- Assignment:
Going through the entries below, count each line that holds "distant" and give only the total.

▽

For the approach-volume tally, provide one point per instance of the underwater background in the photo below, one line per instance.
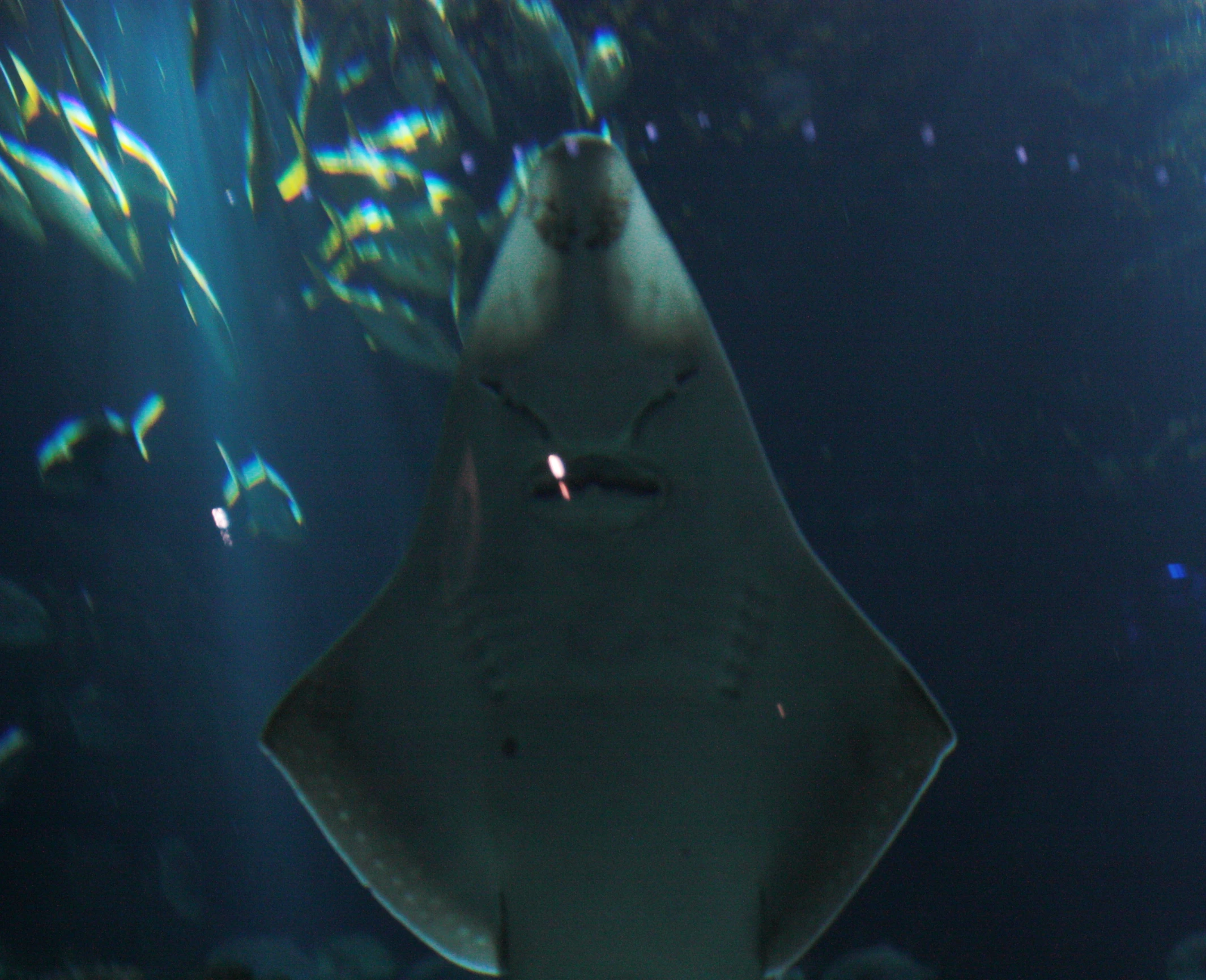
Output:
(956, 256)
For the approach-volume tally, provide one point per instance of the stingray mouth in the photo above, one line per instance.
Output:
(597, 488)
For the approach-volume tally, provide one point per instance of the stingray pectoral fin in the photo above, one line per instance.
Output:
(384, 764)
(866, 738)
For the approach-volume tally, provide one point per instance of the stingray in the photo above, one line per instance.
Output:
(612, 719)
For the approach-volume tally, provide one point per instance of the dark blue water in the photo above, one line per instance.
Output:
(976, 367)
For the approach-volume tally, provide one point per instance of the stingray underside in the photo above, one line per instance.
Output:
(616, 723)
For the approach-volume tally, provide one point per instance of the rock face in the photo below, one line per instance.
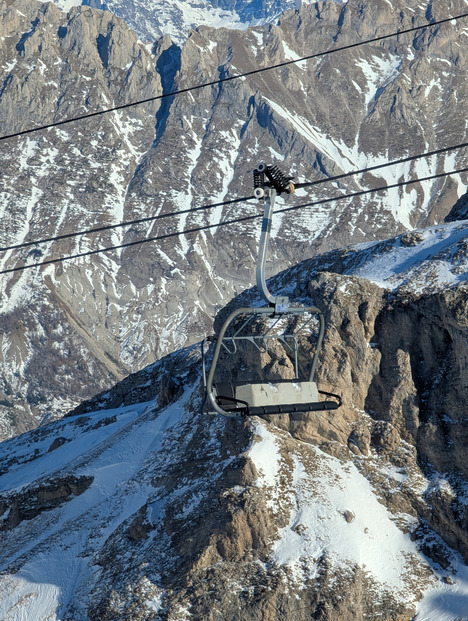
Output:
(71, 329)
(173, 514)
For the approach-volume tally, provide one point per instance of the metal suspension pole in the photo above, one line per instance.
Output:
(281, 303)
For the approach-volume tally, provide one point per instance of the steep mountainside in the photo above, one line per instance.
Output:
(151, 20)
(138, 506)
(71, 329)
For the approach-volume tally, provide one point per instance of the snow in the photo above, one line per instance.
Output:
(321, 492)
(114, 454)
(430, 259)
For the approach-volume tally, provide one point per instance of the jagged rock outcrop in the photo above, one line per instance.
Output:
(360, 512)
(70, 330)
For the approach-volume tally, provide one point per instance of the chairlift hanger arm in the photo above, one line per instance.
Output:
(268, 182)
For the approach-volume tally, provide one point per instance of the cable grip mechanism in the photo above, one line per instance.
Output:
(266, 177)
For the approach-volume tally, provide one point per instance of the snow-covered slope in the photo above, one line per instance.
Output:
(71, 329)
(139, 506)
(86, 498)
(151, 20)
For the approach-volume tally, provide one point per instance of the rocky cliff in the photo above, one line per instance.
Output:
(70, 330)
(138, 506)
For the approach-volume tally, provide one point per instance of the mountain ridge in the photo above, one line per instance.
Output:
(156, 510)
(113, 313)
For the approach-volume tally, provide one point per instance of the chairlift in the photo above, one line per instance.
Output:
(279, 326)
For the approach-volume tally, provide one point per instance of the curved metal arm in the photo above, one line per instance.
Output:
(263, 247)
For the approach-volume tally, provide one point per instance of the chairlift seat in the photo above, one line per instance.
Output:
(276, 397)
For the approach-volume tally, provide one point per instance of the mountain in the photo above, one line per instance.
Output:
(138, 506)
(69, 330)
(152, 20)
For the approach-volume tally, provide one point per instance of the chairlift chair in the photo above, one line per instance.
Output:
(278, 323)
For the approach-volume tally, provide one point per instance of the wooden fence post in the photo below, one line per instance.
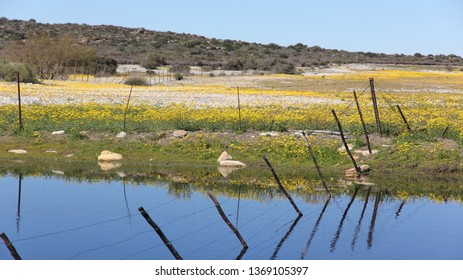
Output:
(226, 220)
(19, 105)
(160, 233)
(375, 106)
(345, 143)
(320, 175)
(127, 107)
(403, 118)
(281, 186)
(10, 246)
(367, 139)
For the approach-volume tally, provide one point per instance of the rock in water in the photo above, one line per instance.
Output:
(121, 134)
(109, 156)
(352, 172)
(180, 133)
(232, 163)
(17, 151)
(224, 156)
(57, 132)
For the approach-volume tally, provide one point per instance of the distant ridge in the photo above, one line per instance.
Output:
(135, 45)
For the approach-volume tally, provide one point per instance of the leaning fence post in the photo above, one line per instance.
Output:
(160, 233)
(281, 186)
(344, 141)
(403, 118)
(320, 175)
(239, 107)
(10, 246)
(367, 139)
(226, 220)
(19, 104)
(127, 107)
(375, 106)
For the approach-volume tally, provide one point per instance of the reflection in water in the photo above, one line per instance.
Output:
(129, 215)
(103, 226)
(291, 228)
(397, 213)
(315, 228)
(357, 228)
(344, 215)
(238, 207)
(18, 212)
(373, 221)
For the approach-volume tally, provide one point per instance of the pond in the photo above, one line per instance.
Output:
(55, 218)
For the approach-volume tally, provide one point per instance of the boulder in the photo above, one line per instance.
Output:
(224, 156)
(269, 134)
(121, 134)
(180, 133)
(109, 156)
(232, 163)
(366, 153)
(17, 151)
(342, 149)
(57, 132)
(108, 165)
(352, 172)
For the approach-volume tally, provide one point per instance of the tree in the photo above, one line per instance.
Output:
(51, 56)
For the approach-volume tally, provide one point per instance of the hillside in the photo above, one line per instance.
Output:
(135, 45)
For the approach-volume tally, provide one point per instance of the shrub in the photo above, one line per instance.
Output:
(136, 81)
(9, 72)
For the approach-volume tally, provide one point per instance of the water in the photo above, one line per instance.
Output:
(53, 219)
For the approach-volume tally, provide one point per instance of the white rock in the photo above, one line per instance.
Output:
(17, 151)
(343, 149)
(180, 133)
(121, 134)
(366, 153)
(232, 163)
(224, 156)
(108, 165)
(109, 156)
(270, 134)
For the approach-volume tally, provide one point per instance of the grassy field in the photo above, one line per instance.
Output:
(207, 107)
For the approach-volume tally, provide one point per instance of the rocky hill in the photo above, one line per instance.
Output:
(141, 46)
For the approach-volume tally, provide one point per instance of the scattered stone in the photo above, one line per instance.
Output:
(342, 149)
(121, 134)
(108, 165)
(232, 163)
(109, 156)
(121, 174)
(17, 151)
(224, 156)
(224, 160)
(227, 170)
(352, 172)
(269, 134)
(84, 134)
(366, 153)
(180, 133)
(59, 172)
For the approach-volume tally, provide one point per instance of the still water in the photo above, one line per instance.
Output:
(53, 219)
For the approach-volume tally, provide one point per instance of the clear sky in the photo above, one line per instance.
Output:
(388, 26)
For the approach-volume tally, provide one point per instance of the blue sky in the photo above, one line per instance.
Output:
(388, 26)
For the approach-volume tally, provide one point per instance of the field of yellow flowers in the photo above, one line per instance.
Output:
(431, 102)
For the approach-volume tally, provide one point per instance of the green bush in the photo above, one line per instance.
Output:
(9, 72)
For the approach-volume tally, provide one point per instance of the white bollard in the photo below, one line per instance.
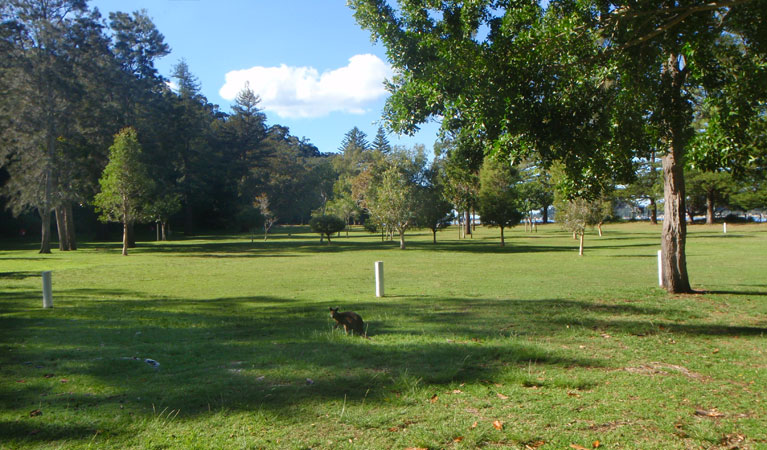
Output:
(47, 290)
(660, 268)
(379, 278)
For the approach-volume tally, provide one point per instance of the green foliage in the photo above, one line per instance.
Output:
(499, 197)
(327, 225)
(125, 182)
(433, 210)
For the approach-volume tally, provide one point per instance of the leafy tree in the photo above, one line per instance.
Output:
(646, 188)
(125, 184)
(241, 138)
(751, 194)
(433, 210)
(706, 190)
(536, 191)
(391, 200)
(160, 208)
(588, 84)
(461, 180)
(327, 225)
(262, 203)
(381, 142)
(52, 51)
(344, 207)
(577, 214)
(499, 197)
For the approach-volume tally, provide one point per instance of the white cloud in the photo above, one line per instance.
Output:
(293, 92)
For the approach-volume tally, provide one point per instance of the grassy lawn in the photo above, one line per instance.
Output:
(528, 346)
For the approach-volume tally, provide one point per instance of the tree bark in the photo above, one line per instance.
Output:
(467, 231)
(45, 241)
(125, 227)
(61, 226)
(674, 233)
(70, 219)
(710, 207)
(131, 235)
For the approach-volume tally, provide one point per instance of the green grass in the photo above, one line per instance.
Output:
(561, 349)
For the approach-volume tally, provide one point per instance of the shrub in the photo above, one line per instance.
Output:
(327, 225)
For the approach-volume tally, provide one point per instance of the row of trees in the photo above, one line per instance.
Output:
(593, 86)
(72, 79)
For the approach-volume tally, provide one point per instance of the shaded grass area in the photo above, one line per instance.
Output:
(556, 348)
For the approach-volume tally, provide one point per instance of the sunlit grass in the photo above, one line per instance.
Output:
(558, 348)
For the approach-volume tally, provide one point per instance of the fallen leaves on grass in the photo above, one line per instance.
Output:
(708, 413)
(732, 441)
(534, 445)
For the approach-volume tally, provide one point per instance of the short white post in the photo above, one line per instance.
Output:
(660, 268)
(47, 290)
(379, 278)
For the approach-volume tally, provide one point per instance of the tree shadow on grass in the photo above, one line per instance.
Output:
(251, 353)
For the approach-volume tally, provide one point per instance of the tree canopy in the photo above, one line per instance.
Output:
(589, 84)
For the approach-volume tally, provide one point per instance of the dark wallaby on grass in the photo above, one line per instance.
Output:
(351, 321)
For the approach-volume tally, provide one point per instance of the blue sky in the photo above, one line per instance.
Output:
(316, 71)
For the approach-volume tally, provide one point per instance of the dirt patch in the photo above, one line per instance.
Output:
(655, 368)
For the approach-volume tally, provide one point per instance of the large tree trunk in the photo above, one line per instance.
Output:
(125, 227)
(131, 235)
(710, 207)
(70, 218)
(467, 219)
(45, 242)
(61, 226)
(674, 227)
(674, 236)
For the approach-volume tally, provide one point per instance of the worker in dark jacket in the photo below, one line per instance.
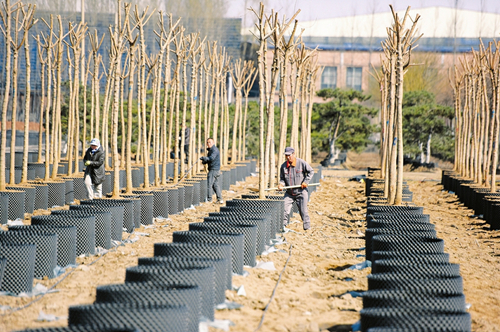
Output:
(213, 161)
(295, 171)
(94, 172)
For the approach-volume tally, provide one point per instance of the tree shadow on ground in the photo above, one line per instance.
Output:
(340, 328)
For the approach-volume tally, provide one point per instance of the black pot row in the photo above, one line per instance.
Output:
(413, 286)
(183, 281)
(486, 204)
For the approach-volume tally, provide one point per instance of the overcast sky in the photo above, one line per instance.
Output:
(321, 9)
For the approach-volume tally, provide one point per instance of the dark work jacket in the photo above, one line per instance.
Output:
(292, 176)
(96, 167)
(213, 159)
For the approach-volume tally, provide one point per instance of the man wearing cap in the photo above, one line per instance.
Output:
(295, 171)
(213, 162)
(94, 172)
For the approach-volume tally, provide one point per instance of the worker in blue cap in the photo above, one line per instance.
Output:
(295, 171)
(94, 171)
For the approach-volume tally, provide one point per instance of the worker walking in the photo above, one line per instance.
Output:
(94, 172)
(213, 162)
(295, 171)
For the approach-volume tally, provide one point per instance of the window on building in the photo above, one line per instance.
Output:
(329, 78)
(354, 77)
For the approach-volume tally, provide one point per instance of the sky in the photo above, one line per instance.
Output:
(311, 10)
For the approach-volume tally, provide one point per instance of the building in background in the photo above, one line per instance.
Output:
(349, 46)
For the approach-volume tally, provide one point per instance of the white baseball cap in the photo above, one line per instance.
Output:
(95, 142)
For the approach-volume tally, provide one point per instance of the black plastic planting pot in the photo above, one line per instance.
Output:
(85, 229)
(202, 277)
(102, 224)
(198, 250)
(19, 268)
(46, 249)
(228, 218)
(249, 232)
(144, 317)
(235, 240)
(116, 216)
(412, 319)
(128, 212)
(192, 262)
(66, 240)
(146, 293)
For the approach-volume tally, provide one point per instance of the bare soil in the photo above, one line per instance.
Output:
(313, 292)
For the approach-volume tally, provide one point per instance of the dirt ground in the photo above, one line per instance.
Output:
(313, 292)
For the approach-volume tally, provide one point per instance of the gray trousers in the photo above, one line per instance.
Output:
(301, 201)
(213, 185)
(93, 191)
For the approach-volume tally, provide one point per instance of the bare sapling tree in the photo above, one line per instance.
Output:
(47, 45)
(199, 143)
(189, 46)
(56, 118)
(179, 43)
(6, 15)
(209, 91)
(239, 76)
(401, 41)
(287, 48)
(141, 20)
(131, 38)
(95, 110)
(301, 59)
(487, 132)
(225, 118)
(15, 46)
(196, 60)
(456, 80)
(313, 73)
(85, 78)
(28, 23)
(117, 43)
(43, 65)
(263, 34)
(77, 34)
(381, 78)
(494, 69)
(167, 37)
(246, 90)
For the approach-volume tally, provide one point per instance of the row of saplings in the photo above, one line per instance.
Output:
(413, 286)
(182, 283)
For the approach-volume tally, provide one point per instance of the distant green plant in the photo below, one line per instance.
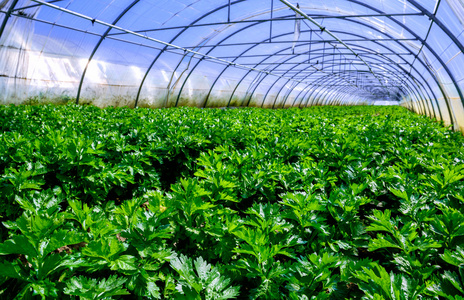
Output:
(186, 203)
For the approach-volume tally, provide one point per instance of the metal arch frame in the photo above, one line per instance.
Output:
(299, 11)
(319, 89)
(213, 48)
(146, 37)
(171, 41)
(424, 42)
(369, 26)
(449, 73)
(366, 25)
(376, 42)
(391, 65)
(311, 92)
(7, 16)
(118, 18)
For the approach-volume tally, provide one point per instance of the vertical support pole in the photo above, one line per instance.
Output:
(333, 59)
(323, 56)
(270, 23)
(310, 45)
(7, 16)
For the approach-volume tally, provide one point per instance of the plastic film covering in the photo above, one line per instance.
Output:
(223, 53)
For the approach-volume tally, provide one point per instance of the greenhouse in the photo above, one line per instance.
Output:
(232, 149)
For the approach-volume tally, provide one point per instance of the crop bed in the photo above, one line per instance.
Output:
(317, 203)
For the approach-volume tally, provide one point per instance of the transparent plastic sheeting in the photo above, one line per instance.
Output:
(219, 53)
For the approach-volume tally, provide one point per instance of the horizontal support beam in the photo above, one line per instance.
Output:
(318, 16)
(299, 42)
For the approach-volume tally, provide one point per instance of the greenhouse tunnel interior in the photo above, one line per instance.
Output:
(235, 53)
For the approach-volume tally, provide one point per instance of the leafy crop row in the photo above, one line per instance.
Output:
(319, 203)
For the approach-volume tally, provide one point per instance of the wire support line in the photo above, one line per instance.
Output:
(323, 29)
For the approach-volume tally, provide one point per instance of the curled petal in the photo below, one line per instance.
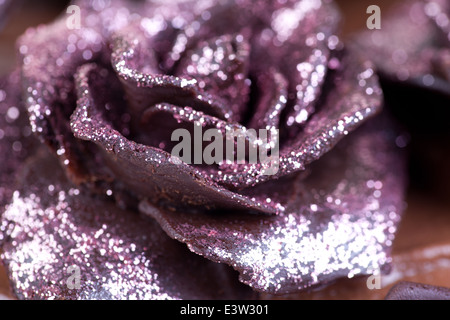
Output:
(161, 177)
(146, 89)
(340, 222)
(221, 66)
(353, 96)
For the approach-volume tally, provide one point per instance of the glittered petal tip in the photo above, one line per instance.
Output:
(161, 177)
(340, 223)
(59, 243)
(352, 96)
(415, 55)
(144, 89)
(417, 291)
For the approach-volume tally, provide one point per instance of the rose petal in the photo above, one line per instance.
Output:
(341, 222)
(221, 67)
(161, 177)
(146, 89)
(54, 232)
(16, 141)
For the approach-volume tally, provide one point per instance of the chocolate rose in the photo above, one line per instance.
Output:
(107, 97)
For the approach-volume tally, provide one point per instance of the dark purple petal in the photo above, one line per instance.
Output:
(221, 66)
(340, 222)
(149, 171)
(354, 96)
(146, 89)
(51, 228)
(417, 291)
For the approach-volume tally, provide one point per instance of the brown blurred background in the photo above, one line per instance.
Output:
(427, 219)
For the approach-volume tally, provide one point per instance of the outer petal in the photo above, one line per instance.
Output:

△

- Written response:
2